| Records provided |

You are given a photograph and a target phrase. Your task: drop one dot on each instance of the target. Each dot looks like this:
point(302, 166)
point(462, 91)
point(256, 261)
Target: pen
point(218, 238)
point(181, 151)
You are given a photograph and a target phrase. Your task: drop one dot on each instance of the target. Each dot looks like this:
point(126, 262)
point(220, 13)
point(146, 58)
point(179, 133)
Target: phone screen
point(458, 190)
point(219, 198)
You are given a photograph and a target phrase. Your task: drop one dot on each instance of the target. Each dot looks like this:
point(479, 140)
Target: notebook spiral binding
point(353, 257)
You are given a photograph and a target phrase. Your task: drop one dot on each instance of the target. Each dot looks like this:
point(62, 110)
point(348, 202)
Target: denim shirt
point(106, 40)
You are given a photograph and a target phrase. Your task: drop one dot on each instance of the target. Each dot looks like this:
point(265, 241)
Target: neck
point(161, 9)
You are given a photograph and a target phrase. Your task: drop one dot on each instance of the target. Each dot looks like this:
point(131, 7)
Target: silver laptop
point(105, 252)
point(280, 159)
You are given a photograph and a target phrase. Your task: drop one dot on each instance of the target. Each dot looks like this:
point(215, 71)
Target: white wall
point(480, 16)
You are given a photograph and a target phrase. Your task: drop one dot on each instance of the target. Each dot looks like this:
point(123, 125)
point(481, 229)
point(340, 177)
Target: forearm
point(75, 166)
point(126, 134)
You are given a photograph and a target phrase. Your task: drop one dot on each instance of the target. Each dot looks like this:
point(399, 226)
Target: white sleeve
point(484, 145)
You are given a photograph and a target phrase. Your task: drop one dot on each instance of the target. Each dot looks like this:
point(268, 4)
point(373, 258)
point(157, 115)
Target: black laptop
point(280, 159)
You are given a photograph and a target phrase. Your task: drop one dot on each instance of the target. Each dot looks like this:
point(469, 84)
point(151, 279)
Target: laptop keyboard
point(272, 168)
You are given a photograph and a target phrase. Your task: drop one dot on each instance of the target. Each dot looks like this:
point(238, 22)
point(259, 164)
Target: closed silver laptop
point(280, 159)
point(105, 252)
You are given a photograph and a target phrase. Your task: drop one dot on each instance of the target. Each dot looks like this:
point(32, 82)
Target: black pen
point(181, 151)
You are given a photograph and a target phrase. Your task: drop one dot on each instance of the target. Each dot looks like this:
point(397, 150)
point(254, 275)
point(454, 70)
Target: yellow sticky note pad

| Exercise aim |
Type out the whole listing above again, exactly as it stands.

| Solution to the problem |
You are given a photograph and a target phrase. Your task: drop one dot on each instance of the target. Each dot looks like this:
point(302, 166)
point(462, 91)
point(256, 261)
Target: pen
point(218, 238)
point(181, 151)
You are given a photograph and a target phrase. Your task: drop one dot on each instance of the target. Each dot looks like this:
point(126, 262)
point(220, 13)
point(146, 58)
point(179, 133)
Target: phone screen
point(458, 190)
point(219, 198)
You are given a photograph and a target phrase. Your task: drop one dot on each instance of the target. Each dot looks like this:
point(479, 140)
Target: notebook spiral binding
point(353, 257)
You are given a photograph and a target phrase. Your task: drop one dot on each instance of the target. Each dot looks like this:
point(62, 110)
point(348, 202)
Target: denim shirt
point(106, 40)
You are given a photograph and a target phrase. Your task: drop one dot on each instance of the target. Each dot looks like this:
point(265, 241)
Target: neck
point(161, 9)
You are given a photograph and a target phrase. Your task: drop one dot on each instance of the target. Each dot looks like this:
point(131, 7)
Target: silver laptop
point(105, 252)
point(280, 159)
You are given a photograph and a target phrase. Your task: drop one dot on each instance of the target. Each dot looks like this:
point(215, 71)
Target: white wall
point(480, 16)
You are given a photograph and a target phrase. Your task: drop one dot on each instance of the target. Each dot looks like this:
point(123, 125)
point(481, 229)
point(340, 177)
Target: forearm
point(75, 166)
point(126, 134)
You are given a photograph and a target phrase. Your task: drop one dot on each instance of the target. Each dot looks like this:
point(399, 226)
Target: white sleeve
point(484, 145)
You are given a photograph and a target phrase. Your task: drop one dot on each instance of the target. Each dot looks like this:
point(268, 4)
point(373, 258)
point(157, 115)
Target: black laptop
point(280, 159)
You are given a photograph and a target phrase. Your task: drop one dot on each instance of the target. Each dot looks like this:
point(469, 84)
point(151, 279)
Target: laptop keyboard
point(272, 168)
You are given a photograph and a target phrase. Your task: drop one dot on each instance of the target. Each dot looks like this:
point(238, 22)
point(259, 164)
Target: closed silver laptop
point(280, 159)
point(105, 252)
You are given a photograph and a target phrase. Your task: drop one dot on each instance of the target. Each dot looks like this:
point(32, 82)
Target: black pen
point(181, 151)
You are given a photograph and a target phrase. Your task: drop one dot on each instance of the target. Each dot looks like this:
point(397, 150)
point(254, 275)
point(454, 70)
Target: yellow sticky note pad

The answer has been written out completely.